◆ WHAT YOU HAVE TO DO ◆
Within the data below, tally the lines that contain "floor" and state only the total.

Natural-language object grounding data
# # #
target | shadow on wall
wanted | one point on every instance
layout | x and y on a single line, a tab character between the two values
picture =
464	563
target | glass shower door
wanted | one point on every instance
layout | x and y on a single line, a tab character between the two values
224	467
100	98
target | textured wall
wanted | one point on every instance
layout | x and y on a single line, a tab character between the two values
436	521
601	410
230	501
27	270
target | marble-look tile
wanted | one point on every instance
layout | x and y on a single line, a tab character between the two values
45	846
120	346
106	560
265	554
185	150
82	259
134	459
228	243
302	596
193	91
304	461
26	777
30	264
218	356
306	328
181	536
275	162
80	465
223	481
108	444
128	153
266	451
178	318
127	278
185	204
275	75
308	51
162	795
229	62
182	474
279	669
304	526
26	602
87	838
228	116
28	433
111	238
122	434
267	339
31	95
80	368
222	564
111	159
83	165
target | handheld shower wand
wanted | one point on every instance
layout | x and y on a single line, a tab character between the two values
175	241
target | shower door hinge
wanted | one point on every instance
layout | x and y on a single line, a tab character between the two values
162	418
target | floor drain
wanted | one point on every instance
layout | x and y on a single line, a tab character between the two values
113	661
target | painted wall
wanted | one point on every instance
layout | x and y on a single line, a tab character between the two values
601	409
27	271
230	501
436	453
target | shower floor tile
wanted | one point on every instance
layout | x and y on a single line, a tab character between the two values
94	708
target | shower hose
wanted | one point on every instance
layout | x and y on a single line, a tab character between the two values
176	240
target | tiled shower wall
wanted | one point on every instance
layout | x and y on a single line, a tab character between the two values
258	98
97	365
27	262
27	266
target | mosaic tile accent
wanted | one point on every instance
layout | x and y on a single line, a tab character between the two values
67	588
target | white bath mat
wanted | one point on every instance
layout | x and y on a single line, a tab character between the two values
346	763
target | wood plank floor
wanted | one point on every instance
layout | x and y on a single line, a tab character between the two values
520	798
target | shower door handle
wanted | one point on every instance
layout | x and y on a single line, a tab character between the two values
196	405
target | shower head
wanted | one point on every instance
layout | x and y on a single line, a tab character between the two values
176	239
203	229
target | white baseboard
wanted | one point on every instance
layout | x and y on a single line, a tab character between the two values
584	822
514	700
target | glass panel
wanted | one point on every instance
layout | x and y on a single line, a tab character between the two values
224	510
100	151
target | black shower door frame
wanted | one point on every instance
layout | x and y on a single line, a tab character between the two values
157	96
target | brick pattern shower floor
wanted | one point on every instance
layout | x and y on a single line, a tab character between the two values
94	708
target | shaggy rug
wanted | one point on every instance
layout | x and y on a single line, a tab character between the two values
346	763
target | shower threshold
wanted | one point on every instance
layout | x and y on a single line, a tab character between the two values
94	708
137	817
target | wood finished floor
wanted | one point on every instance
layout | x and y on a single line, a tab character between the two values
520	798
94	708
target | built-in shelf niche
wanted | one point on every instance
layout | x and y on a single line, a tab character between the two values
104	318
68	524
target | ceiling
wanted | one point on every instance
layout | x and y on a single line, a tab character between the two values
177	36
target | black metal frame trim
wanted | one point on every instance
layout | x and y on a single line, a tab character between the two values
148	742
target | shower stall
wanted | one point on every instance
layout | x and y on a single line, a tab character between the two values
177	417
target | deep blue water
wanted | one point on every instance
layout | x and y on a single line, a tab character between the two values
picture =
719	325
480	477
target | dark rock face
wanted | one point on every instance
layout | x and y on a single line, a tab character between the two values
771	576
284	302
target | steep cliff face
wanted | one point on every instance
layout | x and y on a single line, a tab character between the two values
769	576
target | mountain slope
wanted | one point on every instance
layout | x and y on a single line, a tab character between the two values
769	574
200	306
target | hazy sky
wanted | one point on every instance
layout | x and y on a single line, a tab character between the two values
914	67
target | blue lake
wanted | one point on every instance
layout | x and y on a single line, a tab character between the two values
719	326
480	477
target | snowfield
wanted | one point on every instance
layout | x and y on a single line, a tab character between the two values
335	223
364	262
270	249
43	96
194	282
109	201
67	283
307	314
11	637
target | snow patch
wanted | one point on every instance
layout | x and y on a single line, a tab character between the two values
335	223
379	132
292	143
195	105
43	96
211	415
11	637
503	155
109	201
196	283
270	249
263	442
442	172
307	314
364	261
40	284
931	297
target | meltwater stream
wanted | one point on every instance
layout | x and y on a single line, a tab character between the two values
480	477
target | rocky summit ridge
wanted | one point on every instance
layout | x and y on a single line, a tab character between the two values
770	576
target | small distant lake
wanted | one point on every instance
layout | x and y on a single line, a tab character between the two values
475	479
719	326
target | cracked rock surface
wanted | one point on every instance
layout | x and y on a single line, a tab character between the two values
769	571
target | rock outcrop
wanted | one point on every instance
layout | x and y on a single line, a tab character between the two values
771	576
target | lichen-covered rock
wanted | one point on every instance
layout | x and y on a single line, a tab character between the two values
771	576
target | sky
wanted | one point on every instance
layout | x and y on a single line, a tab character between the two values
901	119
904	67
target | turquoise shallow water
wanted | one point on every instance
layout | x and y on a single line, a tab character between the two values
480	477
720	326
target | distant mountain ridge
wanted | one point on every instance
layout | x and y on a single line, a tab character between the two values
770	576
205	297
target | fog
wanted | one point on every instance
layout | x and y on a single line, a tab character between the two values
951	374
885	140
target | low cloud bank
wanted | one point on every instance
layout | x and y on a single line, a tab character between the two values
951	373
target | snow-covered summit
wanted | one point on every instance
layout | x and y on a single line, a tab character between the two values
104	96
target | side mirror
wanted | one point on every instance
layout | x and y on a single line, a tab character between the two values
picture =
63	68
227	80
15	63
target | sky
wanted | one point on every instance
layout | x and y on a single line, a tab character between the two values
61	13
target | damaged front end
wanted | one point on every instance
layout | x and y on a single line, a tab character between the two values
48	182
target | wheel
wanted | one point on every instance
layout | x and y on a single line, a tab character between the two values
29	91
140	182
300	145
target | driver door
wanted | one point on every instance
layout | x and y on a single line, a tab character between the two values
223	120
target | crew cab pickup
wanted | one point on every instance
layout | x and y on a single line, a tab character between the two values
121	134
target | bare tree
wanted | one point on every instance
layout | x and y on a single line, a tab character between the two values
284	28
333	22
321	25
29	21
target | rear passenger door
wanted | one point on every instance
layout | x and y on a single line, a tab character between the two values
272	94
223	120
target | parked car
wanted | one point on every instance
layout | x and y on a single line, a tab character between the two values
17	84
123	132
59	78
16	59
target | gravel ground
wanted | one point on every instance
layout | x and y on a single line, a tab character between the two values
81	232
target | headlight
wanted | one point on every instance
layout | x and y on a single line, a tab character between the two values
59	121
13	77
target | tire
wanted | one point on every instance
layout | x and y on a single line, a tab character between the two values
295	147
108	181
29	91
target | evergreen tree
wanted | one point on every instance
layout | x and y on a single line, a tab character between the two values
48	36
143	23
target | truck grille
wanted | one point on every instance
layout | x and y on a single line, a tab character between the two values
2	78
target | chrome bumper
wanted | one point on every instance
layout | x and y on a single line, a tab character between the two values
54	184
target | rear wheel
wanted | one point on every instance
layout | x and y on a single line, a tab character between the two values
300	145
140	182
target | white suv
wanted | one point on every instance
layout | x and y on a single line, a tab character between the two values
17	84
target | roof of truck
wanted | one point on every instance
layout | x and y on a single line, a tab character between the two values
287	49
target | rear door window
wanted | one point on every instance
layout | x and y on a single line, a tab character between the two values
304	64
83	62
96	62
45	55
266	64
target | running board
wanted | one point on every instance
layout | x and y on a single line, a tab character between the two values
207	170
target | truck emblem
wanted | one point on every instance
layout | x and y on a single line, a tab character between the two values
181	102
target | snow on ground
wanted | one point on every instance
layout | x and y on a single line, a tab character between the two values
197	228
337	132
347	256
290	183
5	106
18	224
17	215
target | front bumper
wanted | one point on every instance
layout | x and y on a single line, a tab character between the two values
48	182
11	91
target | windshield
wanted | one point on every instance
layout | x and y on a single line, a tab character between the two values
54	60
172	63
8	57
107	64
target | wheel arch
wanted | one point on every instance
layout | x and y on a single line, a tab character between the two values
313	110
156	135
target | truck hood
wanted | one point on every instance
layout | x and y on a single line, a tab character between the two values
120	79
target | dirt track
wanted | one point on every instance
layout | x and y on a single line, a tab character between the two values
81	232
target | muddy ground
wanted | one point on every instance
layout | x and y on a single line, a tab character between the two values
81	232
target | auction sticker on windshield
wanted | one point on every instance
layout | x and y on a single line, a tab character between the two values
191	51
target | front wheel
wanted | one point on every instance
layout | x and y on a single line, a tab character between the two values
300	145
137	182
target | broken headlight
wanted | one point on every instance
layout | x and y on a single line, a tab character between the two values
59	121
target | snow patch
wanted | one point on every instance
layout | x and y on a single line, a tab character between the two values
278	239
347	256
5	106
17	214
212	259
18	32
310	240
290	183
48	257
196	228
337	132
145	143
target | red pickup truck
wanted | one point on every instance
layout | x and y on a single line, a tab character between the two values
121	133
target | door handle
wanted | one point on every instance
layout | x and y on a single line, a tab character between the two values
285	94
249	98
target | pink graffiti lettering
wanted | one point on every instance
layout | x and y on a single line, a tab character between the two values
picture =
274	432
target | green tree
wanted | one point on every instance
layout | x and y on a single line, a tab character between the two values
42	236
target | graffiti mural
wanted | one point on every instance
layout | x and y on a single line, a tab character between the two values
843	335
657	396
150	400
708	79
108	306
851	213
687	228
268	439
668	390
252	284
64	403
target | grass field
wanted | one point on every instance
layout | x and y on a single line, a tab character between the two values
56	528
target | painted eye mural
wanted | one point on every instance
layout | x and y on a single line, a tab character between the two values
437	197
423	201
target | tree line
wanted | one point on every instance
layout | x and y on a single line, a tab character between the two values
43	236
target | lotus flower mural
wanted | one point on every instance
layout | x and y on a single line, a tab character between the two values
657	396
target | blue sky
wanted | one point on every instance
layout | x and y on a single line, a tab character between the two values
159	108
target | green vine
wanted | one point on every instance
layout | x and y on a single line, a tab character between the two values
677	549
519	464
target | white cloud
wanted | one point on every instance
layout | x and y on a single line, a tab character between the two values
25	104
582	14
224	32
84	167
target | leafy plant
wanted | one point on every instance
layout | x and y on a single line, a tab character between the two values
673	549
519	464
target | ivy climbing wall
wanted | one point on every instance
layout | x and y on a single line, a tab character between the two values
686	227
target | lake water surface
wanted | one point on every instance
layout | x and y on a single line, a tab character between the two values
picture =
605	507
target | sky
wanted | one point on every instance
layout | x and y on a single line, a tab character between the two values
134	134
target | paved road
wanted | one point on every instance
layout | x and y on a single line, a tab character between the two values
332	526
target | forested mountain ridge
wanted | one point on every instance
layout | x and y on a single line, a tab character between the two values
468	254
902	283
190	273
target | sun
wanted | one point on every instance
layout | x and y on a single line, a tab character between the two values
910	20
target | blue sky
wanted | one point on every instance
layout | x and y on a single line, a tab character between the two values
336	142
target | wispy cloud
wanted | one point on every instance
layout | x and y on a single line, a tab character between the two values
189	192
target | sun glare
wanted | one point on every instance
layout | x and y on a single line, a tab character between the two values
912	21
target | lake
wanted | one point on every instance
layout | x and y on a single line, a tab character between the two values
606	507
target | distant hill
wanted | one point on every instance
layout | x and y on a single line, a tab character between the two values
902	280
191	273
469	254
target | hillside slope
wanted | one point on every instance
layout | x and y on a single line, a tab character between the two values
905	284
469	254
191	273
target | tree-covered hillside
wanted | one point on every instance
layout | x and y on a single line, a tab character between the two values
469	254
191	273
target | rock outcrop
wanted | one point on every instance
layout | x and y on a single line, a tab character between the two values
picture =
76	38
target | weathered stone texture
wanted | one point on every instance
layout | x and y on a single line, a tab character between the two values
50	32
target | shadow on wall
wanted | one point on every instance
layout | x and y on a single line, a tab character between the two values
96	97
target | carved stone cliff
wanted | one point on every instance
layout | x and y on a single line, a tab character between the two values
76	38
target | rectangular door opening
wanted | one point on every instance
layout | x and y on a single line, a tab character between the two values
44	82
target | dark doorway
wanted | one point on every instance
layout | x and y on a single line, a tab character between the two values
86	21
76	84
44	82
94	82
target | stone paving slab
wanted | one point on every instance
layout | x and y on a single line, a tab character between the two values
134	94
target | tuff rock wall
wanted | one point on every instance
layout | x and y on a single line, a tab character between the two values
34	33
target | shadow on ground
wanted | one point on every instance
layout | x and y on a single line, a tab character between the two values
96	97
# # #
◆ SOLUTION BELOW ◆
5